# AUFGABEN UND ÜBUNGEN:
1. Extrahiere aus dem Text über Hecken und Trockenmauern wortgetreu alles von „Eine zu stark“ bis hinunter zu „es nicht wahrhaben.“.
2. Welche geografischen Namen kommen im Text über Hecken und Trockenmauern als Substantiv vor? Liste sie alle auf.

Auf dem Weg zurück nach Glarus will Barbara Fierz noch das Gebiet oberhalb des Schwandner Weilers Thon zeigen, ein Bijou von einer lebendigen, kleinteiligen Kulturlandschaft am südöstlichen Fuss des 2900 Meter hohen Vrenelisgärtli. «Ja, es ist schön hier», sagt die Anwältin für die Natur, «aber schauen Sie sich die Hecken und Trockenmauern genauer an. Es geht ihnen nicht gut.» Auf den zweiten Blick wird ersichtlich: Die ursprünglichen Mauern zerfallen zum Teil stark, darauf wachsen Hecken. Was nicht unbedingt schlecht wäre, «man entscheidet sich hinsichtlich des Erhalts je nach Zustand der beiden entweder für die Hecke oder für die Mauer. Doch diese Hecken wurden radikal zurückgeschnitten, schon im Frühjahr sahen sie so aus. Ich sehe keine diesjährigen Schösslinge.»
Eine zu stark und zu oft gestutzte Hecke, die nicht mehr wächst, bietet Vögeln keine Nistplätze mehr, etwa den selten gewordenen Neuntötern, die auf Dornenbüsche angewiesen sind. Der so wertvolle Lebensraum ist für manche in ihm heimische Arten keiner mehr. Es wird still und öde in dieser Landschaft, die oberflächlich noch ansprechend aussieht. Geschulte Augen und Ohren nehmen es sofort wahr. Andere wollen es nicht wahrhaben.

# VORLIEGENDE DATEN:
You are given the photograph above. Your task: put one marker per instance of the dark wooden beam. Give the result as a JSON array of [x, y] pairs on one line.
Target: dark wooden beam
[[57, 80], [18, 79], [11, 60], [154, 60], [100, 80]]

# LÖSUNGEN JE AUFGABE:
1.
Eine zu stark und zu oft gestutzte Hecke, die nicht mehr wächst, bietet Vögeln keine Nistplätze mehr, etwa den selten gewordenen Neuntötern, die auf Dornenbüsche angewiesen sind. Der so wertvolle Lebensraum ist für manche in ihm heimische Arten keiner mehr. Es wird still und öde in dieser Landschaft, die oberflächlich noch ansprechend aussieht. Geschulte Augen und Ohren nehmen es sofort wahr. Andere wollen es nicht wahrhaben.

2. Glarus, Thon, Vrenelisgärtli